(Stored data entries)
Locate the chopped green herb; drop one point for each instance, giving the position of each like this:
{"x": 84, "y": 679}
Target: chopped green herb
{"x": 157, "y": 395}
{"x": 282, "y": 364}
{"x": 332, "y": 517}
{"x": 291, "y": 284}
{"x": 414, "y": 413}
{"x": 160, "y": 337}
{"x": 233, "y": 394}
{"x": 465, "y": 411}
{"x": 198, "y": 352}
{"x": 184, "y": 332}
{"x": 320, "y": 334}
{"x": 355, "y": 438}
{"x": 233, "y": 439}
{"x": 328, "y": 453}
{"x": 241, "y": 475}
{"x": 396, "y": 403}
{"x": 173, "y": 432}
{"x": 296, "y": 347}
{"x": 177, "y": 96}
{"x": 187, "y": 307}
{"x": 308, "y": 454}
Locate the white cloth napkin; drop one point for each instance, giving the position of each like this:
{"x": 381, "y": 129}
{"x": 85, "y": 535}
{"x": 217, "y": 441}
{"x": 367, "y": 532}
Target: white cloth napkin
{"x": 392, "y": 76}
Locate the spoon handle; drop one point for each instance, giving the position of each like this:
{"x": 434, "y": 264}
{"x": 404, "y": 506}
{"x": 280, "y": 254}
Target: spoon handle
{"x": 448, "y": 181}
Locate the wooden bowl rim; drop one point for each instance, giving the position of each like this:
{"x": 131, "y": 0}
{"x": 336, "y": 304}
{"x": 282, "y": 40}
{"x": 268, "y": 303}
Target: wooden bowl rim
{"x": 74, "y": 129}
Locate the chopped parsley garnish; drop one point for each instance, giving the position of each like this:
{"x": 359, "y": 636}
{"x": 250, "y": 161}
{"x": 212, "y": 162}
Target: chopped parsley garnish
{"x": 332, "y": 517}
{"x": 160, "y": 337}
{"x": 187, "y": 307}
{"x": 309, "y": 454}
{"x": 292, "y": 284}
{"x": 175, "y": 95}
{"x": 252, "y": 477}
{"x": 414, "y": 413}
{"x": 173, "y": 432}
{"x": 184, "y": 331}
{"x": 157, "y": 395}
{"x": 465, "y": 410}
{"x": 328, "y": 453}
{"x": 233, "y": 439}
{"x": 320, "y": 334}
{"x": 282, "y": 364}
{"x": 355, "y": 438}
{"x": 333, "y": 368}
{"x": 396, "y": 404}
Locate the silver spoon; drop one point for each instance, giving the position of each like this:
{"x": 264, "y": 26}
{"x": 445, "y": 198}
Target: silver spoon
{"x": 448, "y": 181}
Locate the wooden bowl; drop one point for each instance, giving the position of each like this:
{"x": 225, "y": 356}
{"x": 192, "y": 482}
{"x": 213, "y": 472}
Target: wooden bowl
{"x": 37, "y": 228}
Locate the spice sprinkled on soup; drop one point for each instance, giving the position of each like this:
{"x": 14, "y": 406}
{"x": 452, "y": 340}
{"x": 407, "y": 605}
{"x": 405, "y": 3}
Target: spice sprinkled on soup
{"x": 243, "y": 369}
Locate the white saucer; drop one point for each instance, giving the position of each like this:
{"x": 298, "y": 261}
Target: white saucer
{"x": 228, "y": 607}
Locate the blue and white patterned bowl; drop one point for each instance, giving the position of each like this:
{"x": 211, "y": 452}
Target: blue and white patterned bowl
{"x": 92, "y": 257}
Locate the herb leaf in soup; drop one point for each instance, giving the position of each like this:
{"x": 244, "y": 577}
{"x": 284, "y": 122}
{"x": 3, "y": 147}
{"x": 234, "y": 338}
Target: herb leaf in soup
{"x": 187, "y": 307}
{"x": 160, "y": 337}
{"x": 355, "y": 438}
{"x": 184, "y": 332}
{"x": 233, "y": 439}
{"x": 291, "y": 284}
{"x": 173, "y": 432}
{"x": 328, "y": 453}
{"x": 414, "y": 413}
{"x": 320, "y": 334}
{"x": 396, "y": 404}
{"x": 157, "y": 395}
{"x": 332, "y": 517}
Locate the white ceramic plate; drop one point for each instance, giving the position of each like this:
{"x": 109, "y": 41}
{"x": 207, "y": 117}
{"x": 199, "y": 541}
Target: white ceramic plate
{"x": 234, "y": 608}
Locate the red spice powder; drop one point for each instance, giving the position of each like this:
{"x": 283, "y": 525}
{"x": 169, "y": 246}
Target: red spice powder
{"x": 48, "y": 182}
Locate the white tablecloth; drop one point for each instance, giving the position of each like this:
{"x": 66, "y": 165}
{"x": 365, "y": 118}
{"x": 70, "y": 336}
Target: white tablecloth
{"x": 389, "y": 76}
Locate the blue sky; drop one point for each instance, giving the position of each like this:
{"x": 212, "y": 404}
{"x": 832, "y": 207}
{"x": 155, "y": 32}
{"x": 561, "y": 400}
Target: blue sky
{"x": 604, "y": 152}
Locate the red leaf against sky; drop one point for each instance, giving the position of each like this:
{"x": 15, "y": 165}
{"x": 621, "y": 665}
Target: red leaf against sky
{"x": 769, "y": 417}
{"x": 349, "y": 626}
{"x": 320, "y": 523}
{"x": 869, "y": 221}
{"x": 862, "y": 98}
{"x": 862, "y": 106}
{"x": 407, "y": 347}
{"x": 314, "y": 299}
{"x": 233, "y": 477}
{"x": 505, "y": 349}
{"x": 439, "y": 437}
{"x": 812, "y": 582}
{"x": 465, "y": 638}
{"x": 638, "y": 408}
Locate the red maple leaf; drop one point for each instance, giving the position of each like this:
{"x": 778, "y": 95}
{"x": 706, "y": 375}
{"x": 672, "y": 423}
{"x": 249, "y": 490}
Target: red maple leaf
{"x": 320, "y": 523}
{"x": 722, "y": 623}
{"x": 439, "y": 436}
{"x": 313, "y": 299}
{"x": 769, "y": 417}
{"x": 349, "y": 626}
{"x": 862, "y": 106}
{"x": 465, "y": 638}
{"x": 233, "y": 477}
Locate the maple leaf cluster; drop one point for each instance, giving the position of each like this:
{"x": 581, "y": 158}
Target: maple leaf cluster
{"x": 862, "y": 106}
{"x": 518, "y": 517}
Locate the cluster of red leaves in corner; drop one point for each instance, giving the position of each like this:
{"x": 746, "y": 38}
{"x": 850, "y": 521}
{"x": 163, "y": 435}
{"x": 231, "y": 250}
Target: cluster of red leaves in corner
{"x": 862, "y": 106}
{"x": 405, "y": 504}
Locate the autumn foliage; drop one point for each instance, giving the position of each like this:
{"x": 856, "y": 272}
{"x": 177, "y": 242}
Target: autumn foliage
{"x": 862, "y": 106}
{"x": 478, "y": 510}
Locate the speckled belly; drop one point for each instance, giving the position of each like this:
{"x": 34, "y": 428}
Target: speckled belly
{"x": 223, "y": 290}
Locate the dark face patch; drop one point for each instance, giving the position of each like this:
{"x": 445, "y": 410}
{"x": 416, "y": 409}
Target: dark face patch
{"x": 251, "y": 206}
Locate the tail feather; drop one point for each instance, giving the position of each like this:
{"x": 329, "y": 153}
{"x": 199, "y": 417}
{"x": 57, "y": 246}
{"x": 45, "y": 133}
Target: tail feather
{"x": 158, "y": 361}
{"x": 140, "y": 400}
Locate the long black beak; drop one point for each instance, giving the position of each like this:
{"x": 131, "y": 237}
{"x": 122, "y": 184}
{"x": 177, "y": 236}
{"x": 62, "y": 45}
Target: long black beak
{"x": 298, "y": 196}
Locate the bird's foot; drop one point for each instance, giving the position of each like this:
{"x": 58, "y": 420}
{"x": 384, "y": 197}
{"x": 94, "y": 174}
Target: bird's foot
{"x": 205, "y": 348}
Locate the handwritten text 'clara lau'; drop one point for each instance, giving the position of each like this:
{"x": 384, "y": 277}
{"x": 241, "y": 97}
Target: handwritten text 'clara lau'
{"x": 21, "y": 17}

-- WORK ITEM --
The required result is a verbatim copy of all the entries.

-- EXPECTED OUTPUT --
Locate the chopped green herb; drop one point for each instance, giving the position of each like this:
{"x": 84, "y": 679}
Target: chopped green herb
{"x": 157, "y": 395}
{"x": 282, "y": 364}
{"x": 332, "y": 517}
{"x": 291, "y": 284}
{"x": 414, "y": 413}
{"x": 160, "y": 337}
{"x": 233, "y": 394}
{"x": 465, "y": 411}
{"x": 198, "y": 352}
{"x": 184, "y": 332}
{"x": 320, "y": 334}
{"x": 355, "y": 438}
{"x": 233, "y": 439}
{"x": 328, "y": 453}
{"x": 241, "y": 475}
{"x": 396, "y": 403}
{"x": 173, "y": 432}
{"x": 296, "y": 347}
{"x": 177, "y": 96}
{"x": 187, "y": 307}
{"x": 308, "y": 454}
Locate the white cloth napkin; drop one point for each instance, giving the position of each like this:
{"x": 381, "y": 129}
{"x": 85, "y": 535}
{"x": 217, "y": 441}
{"x": 367, "y": 532}
Target: white cloth napkin
{"x": 392, "y": 76}
Locate the spoon handle; drop one point for each instance, giving the position of each like this:
{"x": 434, "y": 264}
{"x": 404, "y": 506}
{"x": 280, "y": 254}
Target: spoon handle
{"x": 448, "y": 181}
Locate the wooden bowl rim; drop one point for each instance, giving the position of each like this:
{"x": 131, "y": 0}
{"x": 336, "y": 304}
{"x": 282, "y": 40}
{"x": 268, "y": 303}
Target: wooden bowl rim
{"x": 74, "y": 129}
Locate the chopped parsley garnish; drop one point for each instance, giving the position of each like this:
{"x": 359, "y": 636}
{"x": 250, "y": 161}
{"x": 212, "y": 162}
Target: chopped parsley garnish
{"x": 332, "y": 517}
{"x": 160, "y": 337}
{"x": 187, "y": 307}
{"x": 309, "y": 454}
{"x": 292, "y": 284}
{"x": 175, "y": 95}
{"x": 252, "y": 477}
{"x": 414, "y": 413}
{"x": 173, "y": 432}
{"x": 184, "y": 331}
{"x": 157, "y": 395}
{"x": 465, "y": 410}
{"x": 328, "y": 453}
{"x": 233, "y": 439}
{"x": 320, "y": 334}
{"x": 282, "y": 364}
{"x": 355, "y": 438}
{"x": 333, "y": 368}
{"x": 396, "y": 404}
Locate the silver spoon; drop one point for each instance, giving the position of each like this:
{"x": 264, "y": 26}
{"x": 445, "y": 198}
Target: silver spoon
{"x": 448, "y": 181}
Locate the wooden bowl; drop one point for each instance, giving the position of each like this:
{"x": 225, "y": 356}
{"x": 192, "y": 482}
{"x": 213, "y": 472}
Target: wooden bowl
{"x": 37, "y": 228}
Locate the spice sprinkled on soup; drop one point for each instance, giving the position of each like this:
{"x": 14, "y": 406}
{"x": 452, "y": 340}
{"x": 407, "y": 605}
{"x": 405, "y": 3}
Target: spice sprinkled on soup
{"x": 243, "y": 369}
Locate the white saucer; drop one point for each instance, giving the position of each like this:
{"x": 298, "y": 261}
Target: white saucer
{"x": 228, "y": 607}
Locate the blue and white patterned bowl; drop one point for each instance, giving the position of each like this:
{"x": 211, "y": 452}
Target: blue and white patterned bowl
{"x": 92, "y": 257}
Locate the herb leaf in soup; drop one point for each instance, giving the position of each like this:
{"x": 244, "y": 577}
{"x": 284, "y": 122}
{"x": 3, "y": 147}
{"x": 234, "y": 338}
Target: herb leaf in soup
{"x": 187, "y": 307}
{"x": 160, "y": 337}
{"x": 355, "y": 438}
{"x": 184, "y": 332}
{"x": 233, "y": 439}
{"x": 291, "y": 284}
{"x": 173, "y": 432}
{"x": 328, "y": 453}
{"x": 414, "y": 413}
{"x": 320, "y": 334}
{"x": 396, "y": 404}
{"x": 157, "y": 395}
{"x": 332, "y": 517}
Locate the white ceramic plate; drop one point for each instance, giving the position of each like this:
{"x": 109, "y": 41}
{"x": 207, "y": 117}
{"x": 199, "y": 541}
Target: white ceramic plate
{"x": 234, "y": 608}
Locate the red spice powder; drop one point for each instance, giving the position of each like this:
{"x": 283, "y": 525}
{"x": 169, "y": 246}
Target: red spice powder
{"x": 48, "y": 182}
Locate the white tablecloth; drop one point for each instance, giving the position of each like this:
{"x": 66, "y": 165}
{"x": 365, "y": 118}
{"x": 70, "y": 336}
Target: white tablecloth
{"x": 389, "y": 76}
Locate the blue sky; drop one point for each instance, giving the position of each like this:
{"x": 212, "y": 404}
{"x": 832, "y": 207}
{"x": 155, "y": 32}
{"x": 561, "y": 400}
Target: blue sky
{"x": 604, "y": 152}
Locate the red leaf against sky; drop one point for each instance, giving the position of each like this:
{"x": 15, "y": 165}
{"x": 621, "y": 665}
Target: red leaf against sky
{"x": 769, "y": 417}
{"x": 349, "y": 626}
{"x": 320, "y": 523}
{"x": 869, "y": 221}
{"x": 862, "y": 98}
{"x": 862, "y": 106}
{"x": 407, "y": 347}
{"x": 314, "y": 299}
{"x": 233, "y": 477}
{"x": 505, "y": 349}
{"x": 439, "y": 437}
{"x": 812, "y": 582}
{"x": 465, "y": 638}
{"x": 638, "y": 408}
Locate the red maple leaf; drop one point for each instance, giving the position of each like this:
{"x": 778, "y": 95}
{"x": 706, "y": 375}
{"x": 672, "y": 423}
{"x": 249, "y": 490}
Target: red maple leaf
{"x": 320, "y": 523}
{"x": 722, "y": 623}
{"x": 439, "y": 436}
{"x": 313, "y": 299}
{"x": 769, "y": 417}
{"x": 349, "y": 626}
{"x": 862, "y": 106}
{"x": 465, "y": 638}
{"x": 233, "y": 477}
Locate the maple leaf cluster; drop one point for each instance, giving the position of each like this:
{"x": 581, "y": 158}
Target: maple leaf cluster
{"x": 862, "y": 106}
{"x": 518, "y": 517}
Locate the cluster of red leaves in corner; drop one point for each instance, giving the position of each like this:
{"x": 746, "y": 38}
{"x": 850, "y": 521}
{"x": 163, "y": 435}
{"x": 231, "y": 250}
Target: cluster of red leaves in corner
{"x": 862, "y": 106}
{"x": 405, "y": 504}
Locate the autumn foliage; drop one point for each instance, giving the position of each like this:
{"x": 856, "y": 272}
{"x": 177, "y": 242}
Target: autumn foliage
{"x": 862, "y": 106}
{"x": 478, "y": 510}
Locate the speckled belly; drop one point for each instance, giving the position of each like this:
{"x": 34, "y": 428}
Target: speckled belly
{"x": 223, "y": 290}
Locate the dark face patch; drop one point for each instance, giving the position of each like this:
{"x": 445, "y": 410}
{"x": 416, "y": 409}
Target: dark face patch
{"x": 251, "y": 206}
Locate the tail feather; drop one point for each instance, giving the position of each like this:
{"x": 329, "y": 153}
{"x": 199, "y": 417}
{"x": 57, "y": 246}
{"x": 45, "y": 133}
Target: tail feather
{"x": 158, "y": 361}
{"x": 140, "y": 400}
Locate the long black beak; drop one point for each instance, giving the position of each like this:
{"x": 131, "y": 237}
{"x": 122, "y": 184}
{"x": 177, "y": 236}
{"x": 62, "y": 45}
Target: long black beak
{"x": 298, "y": 196}
Locate the bird's foot; drop one point for each instance, giving the position of each like this:
{"x": 58, "y": 420}
{"x": 384, "y": 197}
{"x": 94, "y": 174}
Target: bird's foot
{"x": 205, "y": 348}
Locate the handwritten text 'clara lau'; drop one point for each instance, giving the position of each like this:
{"x": 384, "y": 277}
{"x": 241, "y": 97}
Target: handwritten text 'clara lau'
{"x": 21, "y": 17}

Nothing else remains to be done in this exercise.